__Activity__:
Which lines in the data below contain the string "target"? Find each one and copy it in full.

══════

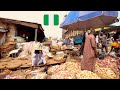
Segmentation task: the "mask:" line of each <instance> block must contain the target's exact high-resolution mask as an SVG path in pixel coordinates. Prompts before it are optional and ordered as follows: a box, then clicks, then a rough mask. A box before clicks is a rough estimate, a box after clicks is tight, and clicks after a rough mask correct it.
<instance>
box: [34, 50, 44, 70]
mask: <svg viewBox="0 0 120 90" xmlns="http://www.w3.org/2000/svg"><path fill="white" fill-rule="evenodd" d="M40 64H46V60H45V56H44V54H43V52H42V50H41V49H39V48H38V49H35V52H34V54H33V56H32V70H33V68H34V67H36V66H39V65H40Z"/></svg>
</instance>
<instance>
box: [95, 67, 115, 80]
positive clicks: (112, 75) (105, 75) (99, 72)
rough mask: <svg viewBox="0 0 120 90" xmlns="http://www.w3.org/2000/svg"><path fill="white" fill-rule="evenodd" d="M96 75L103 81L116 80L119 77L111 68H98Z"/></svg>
mask: <svg viewBox="0 0 120 90" xmlns="http://www.w3.org/2000/svg"><path fill="white" fill-rule="evenodd" d="M95 73H96V74H97V75H98V76H99V77H101V78H102V79H116V78H117V75H116V74H115V73H114V72H113V71H112V70H111V69H110V68H102V67H99V68H96V70H95Z"/></svg>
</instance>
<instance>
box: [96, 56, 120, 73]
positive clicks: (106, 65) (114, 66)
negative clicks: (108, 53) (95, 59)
mask: <svg viewBox="0 0 120 90" xmlns="http://www.w3.org/2000/svg"><path fill="white" fill-rule="evenodd" d="M96 64H97V65H98V66H99V67H105V68H111V69H112V70H113V71H114V72H119V70H118V65H117V59H115V58H112V57H110V56H107V57H106V58H105V59H104V60H97V63H96Z"/></svg>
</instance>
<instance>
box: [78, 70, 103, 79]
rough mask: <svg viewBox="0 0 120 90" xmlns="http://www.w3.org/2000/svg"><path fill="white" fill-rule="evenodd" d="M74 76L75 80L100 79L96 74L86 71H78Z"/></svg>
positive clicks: (92, 72)
mask: <svg viewBox="0 0 120 90" xmlns="http://www.w3.org/2000/svg"><path fill="white" fill-rule="evenodd" d="M76 76H77V79H101V78H100V77H99V76H98V75H97V74H95V73H93V72H91V71H87V70H82V71H80V72H79V73H77V74H76Z"/></svg>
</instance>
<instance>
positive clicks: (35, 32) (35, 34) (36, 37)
mask: <svg viewBox="0 0 120 90" xmlns="http://www.w3.org/2000/svg"><path fill="white" fill-rule="evenodd" d="M37 31H38V29H37V28H36V29H35V42H37Z"/></svg>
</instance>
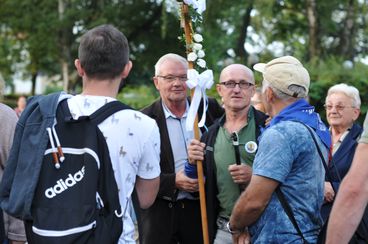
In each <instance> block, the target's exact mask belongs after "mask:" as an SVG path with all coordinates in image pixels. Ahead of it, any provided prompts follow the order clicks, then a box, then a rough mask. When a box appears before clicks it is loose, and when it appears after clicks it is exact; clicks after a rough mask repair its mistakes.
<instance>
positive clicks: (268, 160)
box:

══════

__Result__:
Segmentation task: the "mask:" line of each <instance> block must contain the target's exact high-resolution mask as an SVG path in pixel coordinates. Prompts before it are optional and ordered as follows: a box, then clicks, then a rough mask. A box before clicks is a rough estimate, a box after clicks is tight, and clicks after a rough mask correct it.
In each <instance> block, the target's exact mask belongs after "mask:" as an SVG path with all coordinates in image pixels. Ahead of it, any provided prompts follow the order clicks, then a box, then a rough mask. When a box appears before clicks it is loose, and when it appears after clicks it is exact; clicks after a rough mask repair its mistakes.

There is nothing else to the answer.